# DATA SHOWN
# # # # #

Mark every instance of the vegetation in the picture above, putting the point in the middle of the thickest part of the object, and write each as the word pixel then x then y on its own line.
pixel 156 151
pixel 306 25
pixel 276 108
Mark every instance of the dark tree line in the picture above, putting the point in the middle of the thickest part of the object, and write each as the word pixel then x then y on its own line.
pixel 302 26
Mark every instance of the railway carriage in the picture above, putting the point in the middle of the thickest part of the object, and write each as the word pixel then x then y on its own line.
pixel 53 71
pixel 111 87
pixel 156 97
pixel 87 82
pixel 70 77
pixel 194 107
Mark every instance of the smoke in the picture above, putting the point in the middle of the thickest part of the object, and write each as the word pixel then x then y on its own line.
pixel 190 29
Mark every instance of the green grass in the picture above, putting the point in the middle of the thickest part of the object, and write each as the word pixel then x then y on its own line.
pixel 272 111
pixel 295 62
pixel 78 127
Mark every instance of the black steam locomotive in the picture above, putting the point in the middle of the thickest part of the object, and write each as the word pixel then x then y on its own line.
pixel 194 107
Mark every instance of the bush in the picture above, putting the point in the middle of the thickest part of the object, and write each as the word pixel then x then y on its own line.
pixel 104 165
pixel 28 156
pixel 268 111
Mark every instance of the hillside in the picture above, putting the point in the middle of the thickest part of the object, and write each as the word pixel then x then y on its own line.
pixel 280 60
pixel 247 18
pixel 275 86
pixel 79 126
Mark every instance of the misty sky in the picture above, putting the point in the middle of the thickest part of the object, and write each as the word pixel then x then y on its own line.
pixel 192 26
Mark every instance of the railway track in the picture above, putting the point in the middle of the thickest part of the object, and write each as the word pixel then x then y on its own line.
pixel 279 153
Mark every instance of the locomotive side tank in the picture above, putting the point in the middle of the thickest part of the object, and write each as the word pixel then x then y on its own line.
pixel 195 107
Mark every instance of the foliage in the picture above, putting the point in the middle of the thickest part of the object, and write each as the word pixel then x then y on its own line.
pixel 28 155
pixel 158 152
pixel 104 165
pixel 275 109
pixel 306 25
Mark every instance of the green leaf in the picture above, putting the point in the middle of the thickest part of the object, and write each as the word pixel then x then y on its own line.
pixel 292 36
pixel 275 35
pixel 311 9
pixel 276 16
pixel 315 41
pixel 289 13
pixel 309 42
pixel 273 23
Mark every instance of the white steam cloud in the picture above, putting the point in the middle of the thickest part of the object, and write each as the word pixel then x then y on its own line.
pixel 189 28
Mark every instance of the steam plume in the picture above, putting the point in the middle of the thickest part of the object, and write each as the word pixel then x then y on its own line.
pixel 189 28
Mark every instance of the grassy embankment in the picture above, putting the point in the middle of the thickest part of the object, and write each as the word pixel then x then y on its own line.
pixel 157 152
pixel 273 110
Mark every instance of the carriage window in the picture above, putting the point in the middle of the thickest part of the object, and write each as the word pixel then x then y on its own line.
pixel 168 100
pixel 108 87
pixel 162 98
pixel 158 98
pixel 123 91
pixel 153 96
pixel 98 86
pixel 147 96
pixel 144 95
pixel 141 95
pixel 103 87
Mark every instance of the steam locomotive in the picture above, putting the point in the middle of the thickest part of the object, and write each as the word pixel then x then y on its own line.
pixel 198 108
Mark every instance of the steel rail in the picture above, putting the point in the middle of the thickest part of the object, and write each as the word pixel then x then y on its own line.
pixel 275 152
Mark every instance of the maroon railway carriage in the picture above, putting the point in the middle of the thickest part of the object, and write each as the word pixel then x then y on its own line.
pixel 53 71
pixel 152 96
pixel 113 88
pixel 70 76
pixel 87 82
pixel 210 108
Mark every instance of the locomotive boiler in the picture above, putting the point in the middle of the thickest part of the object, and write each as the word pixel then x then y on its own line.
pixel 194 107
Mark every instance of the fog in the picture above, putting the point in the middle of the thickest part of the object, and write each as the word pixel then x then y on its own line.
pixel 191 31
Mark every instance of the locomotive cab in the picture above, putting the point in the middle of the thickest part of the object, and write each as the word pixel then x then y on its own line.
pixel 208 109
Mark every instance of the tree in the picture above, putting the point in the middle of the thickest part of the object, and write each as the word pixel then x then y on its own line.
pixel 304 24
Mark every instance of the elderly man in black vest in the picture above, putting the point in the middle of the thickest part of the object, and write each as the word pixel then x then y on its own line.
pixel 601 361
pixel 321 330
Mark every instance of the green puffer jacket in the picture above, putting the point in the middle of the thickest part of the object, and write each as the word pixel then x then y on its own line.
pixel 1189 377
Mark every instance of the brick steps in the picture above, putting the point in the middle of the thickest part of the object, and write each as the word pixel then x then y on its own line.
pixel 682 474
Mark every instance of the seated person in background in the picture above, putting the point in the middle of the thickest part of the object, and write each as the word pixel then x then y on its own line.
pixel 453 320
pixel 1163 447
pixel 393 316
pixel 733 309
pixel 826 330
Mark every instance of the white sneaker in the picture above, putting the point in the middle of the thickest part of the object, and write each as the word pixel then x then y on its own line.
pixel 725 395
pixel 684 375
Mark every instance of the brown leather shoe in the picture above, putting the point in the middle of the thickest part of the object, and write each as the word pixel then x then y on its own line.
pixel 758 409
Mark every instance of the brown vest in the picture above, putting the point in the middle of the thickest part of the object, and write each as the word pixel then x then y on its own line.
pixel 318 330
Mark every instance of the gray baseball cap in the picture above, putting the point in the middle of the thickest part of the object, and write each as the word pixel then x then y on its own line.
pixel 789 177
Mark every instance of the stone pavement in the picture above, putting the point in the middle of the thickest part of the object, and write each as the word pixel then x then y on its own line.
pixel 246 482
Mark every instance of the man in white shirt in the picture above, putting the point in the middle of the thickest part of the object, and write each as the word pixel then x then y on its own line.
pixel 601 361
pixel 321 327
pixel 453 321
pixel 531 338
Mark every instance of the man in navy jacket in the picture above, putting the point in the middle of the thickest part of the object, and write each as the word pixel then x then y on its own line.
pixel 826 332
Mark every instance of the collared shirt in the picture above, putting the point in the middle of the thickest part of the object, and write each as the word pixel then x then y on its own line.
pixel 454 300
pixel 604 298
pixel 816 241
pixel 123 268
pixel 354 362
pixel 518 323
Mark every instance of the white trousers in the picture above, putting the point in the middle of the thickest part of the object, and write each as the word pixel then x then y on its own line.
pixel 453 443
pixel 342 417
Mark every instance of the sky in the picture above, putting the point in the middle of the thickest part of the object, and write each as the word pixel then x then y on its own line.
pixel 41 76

# # # # #

# TASK REQUIREMENTS
Reproduce the records in full, exactly as written.

# EXERCISE OUTPUT
Mark every instance of the vegetation in the picture above, putting the point in the middle of the thickest part of the object, and write each as the word pixel then x then y on its own line.
pixel 156 151
pixel 306 25
pixel 276 108
Mark every instance of the dark tree line in the picture above, putting the point in the middle of the thickest part of the object, and write each as the word pixel then x then y on its own line.
pixel 302 26
Mark every instance of the railway carriage in the picture above, putting the point in the middle of the thickest part of the object, and write each as the word pixel then x then y on its own line.
pixel 53 71
pixel 111 87
pixel 156 97
pixel 87 82
pixel 70 77
pixel 194 107
Mark every instance of the smoke in the picture above, putting the point in the middle of the thickest part of the object, and write each as the word pixel then x then y on its own line.
pixel 190 29
Mark every instance of the green grass in the picture above, putting the point in the middle of the thickest part of the object, and write each as the word pixel then x then y on its own line.
pixel 272 111
pixel 295 62
pixel 78 127
Mark every instance of the black steam locomotive in the picture above, putting the point in the middle of the thickest part of the object, and write each as the word pixel then x then y on its own line.
pixel 194 107
Mark every instance of the bush in the picture above, putting the point in the middle of the thickest part of the object, and write each as the word pixel then x then y on its own line.
pixel 104 165
pixel 28 156
pixel 268 111
Mark every instance of the hillside in the picture above, putting the point in the middle of the thickest part of the object, and write each as the word pixel then x then y on its own line.
pixel 280 60
pixel 247 18
pixel 275 86
pixel 79 126
Mark every instance of the misty sky in the picture above, putting the point in the middle of the thickest part of the object, and write each as the word pixel then x then y on its own line.
pixel 192 26
Mark every instance of the railway track in the picture above, putting the point in the middle of the thickest part of the object, and write each as the word pixel then x then y on its own line.
pixel 279 153
Mark every instance of the locomotive side tank in the picture above, putting the point in the middle of the thickest part of the object, and write each as the word pixel then x then y on its own line.
pixel 195 107
Mark every instance of the foliage in the picture above, putting the point in the middle of the thickest part of the object, and write each as the word pixel then x then y on its own line.
pixel 28 155
pixel 158 152
pixel 104 165
pixel 275 109
pixel 306 25
Mark every instance of the green leaf in the picture above, putting the point in the middle of the thickest part of the object, and write each as the word pixel then x then y on its own line.
pixel 292 36
pixel 275 35
pixel 311 9
pixel 276 16
pixel 315 41
pixel 289 13
pixel 309 42
pixel 273 23
Mark every instance of the white steam cloud in the picture above, putting the point in the middle of the thickest part of the object, and write each as the word pixel then x then y on its own line.
pixel 189 28
Mark every instance of the steam plume in the picture above, putting the point in the middle of the thickest part of the object, and write each as the word pixel then x then y on its own line.
pixel 189 28
Mark every instance of the grassy embankment in the picture above, putting the point in the middle of the thickest part of the object, and write each as the word pixel then x then y on its own line.
pixel 157 152
pixel 273 110
Mark every instance of the carriage window in the picture above, putting the point in the middle of the thickest part of the object, and write each as the word pixel then x then y on its own line.
pixel 168 100
pixel 108 87
pixel 162 98
pixel 158 98
pixel 123 91
pixel 153 96
pixel 98 86
pixel 147 96
pixel 144 95
pixel 141 95
pixel 103 87
Mark every instance of the steam locomotive in the picture above, putting the point in the middle of the thickest part of the object, and write each as the word pixel then x then y on its own line.
pixel 198 108
Mark every instance of the steel rail in the picture above, putting the point in the middle of the thickest part of the object, and write each as the word pixel then x then y on its own line.
pixel 275 152
Mark every instance of the maroon railway carriage in the picture above, putting the point in the middle of the thickest part of the object, and write each as the word pixel then x then y on its own line.
pixel 53 71
pixel 152 96
pixel 113 88
pixel 70 76
pixel 87 82
pixel 210 108
Mark every instance of the locomotive boiler in the picture above, putting the point in the middle of the thickest part of the object, and write each as the word pixel then x then y on its own line.
pixel 194 107
Mark every instance of the fog in the picture above, putting the point in the middle of the thickest part of the object, and write each as the word pixel then x then y on its own line.
pixel 191 31
Mark every instance of the locomotive cab in the picture above, putting the point in the middle of the thickest part of the object, and write each as the word pixel then x then y on its own line.
pixel 208 109
Mark every instance of the tree in the picture above, putting the point in the middle of the thickest part of the object, and write each as the word pixel then x then y on its own line.
pixel 304 24
Mark every instance of the elderly man in black vest in the picture above, putting the point in the middle of the thickest part of the object, and write each as the word pixel then x then y on its own line.
pixel 601 361
pixel 321 330
Mark every instance of the green puffer jacket in the picture above, putting the point in the middle of the thickest part of the object, and write each as the word pixel then x then y on its own line.
pixel 1189 377
Mark every instance of the brick steps in the picture above, putting the point in the middle of the thickest part of the object, and write each as the word pixel then x then y on its own line.
pixel 682 474
Mark every instance of the seated person in background in the picture above, putting the point in the middle of the thickest part of the object, and write each as the word pixel then x then y on its own line.
pixel 453 320
pixel 1163 447
pixel 393 316
pixel 733 309
pixel 826 330
Mark every instance of the white sneaker in the picture above, putting the point in the middle of the thickest part of the object, and write each as the word pixel then x then y on its own line.
pixel 725 395
pixel 684 375
Mark every instance of the brown leather shoe in the picture above, putting the point in the middle of the thickest part of the object, and write each as the word pixel then x then y on its own line.
pixel 758 409
Mark every instance of the brown vest in the picture above, putting the point in the middle of the thickest part of the object, and write each as the word pixel then x then y on its own line.
pixel 318 330
Mark every instance of the gray baseball cap in the picture above, putting the point in the middle of the thickest part of the object, and write each as the word pixel then x then y on its own line.
pixel 789 177
Mark every instance of the stone pavement in the picture above, putting the point in the middle of the thickest part of the object, and write each as the word pixel then x then y on its own line.
pixel 246 482
Mark every instance of the man in white shirt in the picture above, putting the point in the middle of the thickest part of the object, and write each as the word pixel then x then y on its own line.
pixel 601 361
pixel 321 327
pixel 453 321
pixel 531 338
Mark every instance of the man in navy jacket in the picture above, putting the point in the middle of the thickest part of the object, and write each as the word pixel then x then y on its own line.
pixel 826 332
Mark every instance of the collared shirt in the picture above, putting the point in the middle of the thickest part of the object, and write each as the word pixel then x then y on its own line.
pixel 454 300
pixel 604 298
pixel 816 241
pixel 123 268
pixel 354 362
pixel 518 323
Mark every instance of the white trousers in the picture above, putting the point in the middle of the thickest part of the object, and write each as the word pixel then x then y on its own line.
pixel 453 443
pixel 342 417
Mark every instance of the sky in the picture above, putting the point in the middle of the thickest part of the object, and write each as the word pixel then x then y on its own line.
pixel 41 76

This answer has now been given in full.